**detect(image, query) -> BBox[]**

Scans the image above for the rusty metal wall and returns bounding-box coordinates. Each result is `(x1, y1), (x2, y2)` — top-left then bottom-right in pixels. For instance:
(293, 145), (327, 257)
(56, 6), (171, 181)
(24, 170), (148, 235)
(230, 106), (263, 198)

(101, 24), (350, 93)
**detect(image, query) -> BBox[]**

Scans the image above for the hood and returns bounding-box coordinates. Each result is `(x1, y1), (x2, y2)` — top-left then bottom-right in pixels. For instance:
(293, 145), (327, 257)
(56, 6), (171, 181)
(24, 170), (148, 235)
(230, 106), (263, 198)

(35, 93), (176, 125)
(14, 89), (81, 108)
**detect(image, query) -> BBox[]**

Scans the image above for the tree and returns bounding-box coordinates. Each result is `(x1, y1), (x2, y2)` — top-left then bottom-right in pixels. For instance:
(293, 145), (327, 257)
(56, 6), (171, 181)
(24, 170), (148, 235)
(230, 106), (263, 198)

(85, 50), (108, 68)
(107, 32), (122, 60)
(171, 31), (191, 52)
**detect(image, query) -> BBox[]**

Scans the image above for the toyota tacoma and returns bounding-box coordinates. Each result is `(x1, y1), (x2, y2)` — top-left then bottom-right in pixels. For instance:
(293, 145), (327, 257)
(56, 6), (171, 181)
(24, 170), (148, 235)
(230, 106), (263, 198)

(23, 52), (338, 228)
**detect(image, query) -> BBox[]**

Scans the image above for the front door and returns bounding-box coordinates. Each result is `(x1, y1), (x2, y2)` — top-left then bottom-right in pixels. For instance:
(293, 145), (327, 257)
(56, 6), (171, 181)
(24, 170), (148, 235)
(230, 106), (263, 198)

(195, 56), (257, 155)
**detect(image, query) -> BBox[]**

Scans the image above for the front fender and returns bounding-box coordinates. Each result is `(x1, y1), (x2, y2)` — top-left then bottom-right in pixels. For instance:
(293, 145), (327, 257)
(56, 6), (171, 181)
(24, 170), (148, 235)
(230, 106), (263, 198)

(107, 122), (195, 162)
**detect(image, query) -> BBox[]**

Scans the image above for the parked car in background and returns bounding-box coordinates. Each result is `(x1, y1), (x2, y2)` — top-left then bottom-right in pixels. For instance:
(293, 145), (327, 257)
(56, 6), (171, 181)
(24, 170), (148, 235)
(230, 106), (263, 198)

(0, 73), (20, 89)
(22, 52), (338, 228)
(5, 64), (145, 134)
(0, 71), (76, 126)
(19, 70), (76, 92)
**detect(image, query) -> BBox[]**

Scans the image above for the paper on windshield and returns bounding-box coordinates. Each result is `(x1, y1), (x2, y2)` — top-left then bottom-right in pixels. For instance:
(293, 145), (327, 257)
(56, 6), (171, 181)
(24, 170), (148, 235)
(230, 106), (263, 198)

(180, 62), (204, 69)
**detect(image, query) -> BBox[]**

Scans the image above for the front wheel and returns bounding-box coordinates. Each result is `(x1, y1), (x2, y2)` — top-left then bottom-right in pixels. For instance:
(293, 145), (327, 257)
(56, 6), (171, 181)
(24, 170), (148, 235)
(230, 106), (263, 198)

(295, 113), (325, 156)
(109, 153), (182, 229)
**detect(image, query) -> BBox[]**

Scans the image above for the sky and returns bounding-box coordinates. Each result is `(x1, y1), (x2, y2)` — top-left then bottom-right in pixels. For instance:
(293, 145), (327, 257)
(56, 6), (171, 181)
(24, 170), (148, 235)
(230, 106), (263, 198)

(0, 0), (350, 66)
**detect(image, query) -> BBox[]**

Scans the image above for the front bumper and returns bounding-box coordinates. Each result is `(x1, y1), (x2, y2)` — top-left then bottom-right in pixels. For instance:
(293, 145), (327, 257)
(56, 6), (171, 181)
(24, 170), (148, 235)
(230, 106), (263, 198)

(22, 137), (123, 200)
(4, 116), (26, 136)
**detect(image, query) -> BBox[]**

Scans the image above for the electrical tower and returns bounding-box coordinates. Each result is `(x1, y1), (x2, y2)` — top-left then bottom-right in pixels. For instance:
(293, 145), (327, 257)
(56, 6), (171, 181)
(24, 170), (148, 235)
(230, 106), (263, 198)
—————
__REQUEST__.
Lay out every line of the items above as a Markdown table with two columns, Row and Line, numbering each row and leaving out blank lines.

__COMPLETE ANSWER__.
| Row | Line |
|---|---|
| 1 | **detect(image, query) -> BBox[]** |
| 2 | Scans the image above for the rusty metal wall and returns bounding-box coordinates. Each result is `(x1, y1), (x2, y2)` — top-left then bottom-right in pixels. For instance: |
| 3 | (293, 145), (327, 257) |
| 4 | (56, 6), (171, 181) |
| 5 | (24, 170), (148, 235) |
| 6 | (230, 106), (263, 198) |
| 7 | (101, 24), (350, 93) |
| 8 | **detect(image, query) -> BBox[]** |
| 9 | Scans the image above for the hood and returns bounding-box coordinates. Each result is `(x1, y1), (x2, y2)` — top-left then bottom-right in pixels. For instance: |
| 10 | (293, 145), (327, 257) |
| 11 | (56, 6), (171, 181) |
| 12 | (24, 170), (148, 235) |
| 13 | (230, 106), (263, 198) |
| 14 | (35, 93), (176, 125) |
| 15 | (14, 89), (81, 108) |
| 16 | **detect(image, query) -> BBox[]** |
| 17 | Scans the image above for the tree and returns bounding-box coordinates. Each result is `(x1, y1), (x2, y2)` — top-left then bottom-right in pixels. For instance: |
| 18 | (293, 145), (327, 257) |
| 19 | (56, 6), (171, 181) |
| 20 | (24, 170), (148, 235) |
| 21 | (230, 106), (263, 198) |
| 22 | (85, 50), (108, 68) |
| 23 | (107, 32), (122, 60) |
| 24 | (171, 31), (191, 52) |
| 25 | **detect(image, query) -> BBox[]** |
| 26 | Scans the image above for the toyota tacoma and returns bounding-box coordinates. Each result is `(x1, y1), (x2, y2)` — top-left then bottom-right in pixels. For instance: |
| 27 | (293, 145), (327, 257) |
| 28 | (56, 6), (171, 181) |
| 29 | (24, 170), (148, 235) |
| 30 | (230, 106), (263, 198) |
| 31 | (23, 52), (338, 228) |
| 32 | **detect(image, query) -> BBox[]** |
| 33 | Scans the image above for the front door and returns bounding-box coordinates. Each result is `(x1, y1), (x2, y2)` — top-left then bottom-right in pixels. For instance: |
| 34 | (293, 145), (327, 257) |
| 35 | (56, 6), (171, 181) |
| 36 | (24, 170), (148, 235) |
| 37 | (230, 106), (263, 198) |
| 38 | (195, 56), (257, 155) |
| 39 | **detect(image, query) -> BBox[]** |
| 40 | Scans the image above for the front fender and returns bounding-box coordinates. Each result is `(x1, y1), (x2, y2)` — top-left then bottom-right in pixels. For instance: |
| 41 | (293, 145), (327, 257) |
| 42 | (56, 6), (171, 181) |
| 43 | (24, 170), (148, 235) |
| 44 | (230, 106), (263, 198) |
| 45 | (107, 122), (195, 162) |
| 46 | **detect(image, query) -> BBox[]** |
| 47 | Scans the image above for the parked car in background and returns bounding-box coordinates. Each result is `(x1, y1), (x2, y2)` — top-left then bottom-right in pixels. For instance: |
| 48 | (293, 145), (327, 257) |
| 49 | (56, 6), (171, 181) |
| 50 | (24, 170), (148, 235) |
| 51 | (230, 106), (263, 198) |
| 52 | (0, 73), (20, 89) |
| 53 | (22, 52), (338, 228) |
| 54 | (5, 64), (145, 134) |
| 55 | (0, 71), (76, 126) |
| 56 | (19, 70), (76, 92) |
| 57 | **detect(image, query) -> BBox[]** |
| 58 | Scans the image above for the paper on windshield and returns bounding-box coordinates. Each result is `(x1, y1), (x2, y2)` — top-left then bottom-right in pixels. For instance: |
| 59 | (293, 145), (327, 257) |
| 60 | (56, 6), (171, 181) |
| 61 | (24, 170), (148, 235) |
| 62 | (230, 106), (263, 198) |
| 63 | (180, 62), (204, 69) |
| 64 | **detect(image, query) -> BBox[]** |
| 65 | Scans the image above for the front wheel and returns bounding-box coordinates. Each result is `(x1, y1), (x2, y2)` — top-left then bottom-right in pixels. For instance: |
| 66 | (293, 145), (327, 257) |
| 67 | (56, 6), (171, 181) |
| 68 | (24, 170), (148, 235) |
| 69 | (230, 106), (263, 198) |
| 70 | (295, 113), (325, 156) |
| 71 | (109, 153), (182, 229) |
| 72 | **detect(image, query) -> BBox[]** |
| 73 | Scans the image above for the sky and returns bounding-box coordinates. Each result is `(x1, y1), (x2, y2)` — top-left then bottom-right in pixels. For instance: |
| 74 | (293, 145), (327, 257) |
| 75 | (56, 6), (171, 181) |
| 76 | (24, 170), (148, 235) |
| 77 | (230, 106), (263, 198) |
| 78 | (0, 0), (350, 66) |
| 79 | **detect(image, query) -> BBox[]** |
| 80 | Scans the image above for the front bumper and returns bounding-box coordinates. Each result is `(x1, y1), (x2, y2)` — top-left then bottom-right in pixels. For instance: |
| 81 | (293, 145), (327, 257) |
| 82 | (56, 6), (171, 181) |
| 83 | (24, 170), (148, 235) |
| 84 | (230, 106), (263, 198) |
| 85 | (22, 137), (123, 200) |
| 86 | (4, 116), (26, 136) |
| 87 | **detect(image, query) -> BBox[]** |
| 88 | Scans the image above for the electrical tower and returns bounding-box coordinates. Each result is `(x1, y1), (x2, y2)` — top-left then bottom-right in pixels. For instance: |
| 89 | (293, 145), (327, 257) |
| 90 | (56, 6), (171, 181) |
| 91 | (24, 170), (148, 235) |
| 92 | (230, 106), (263, 198) |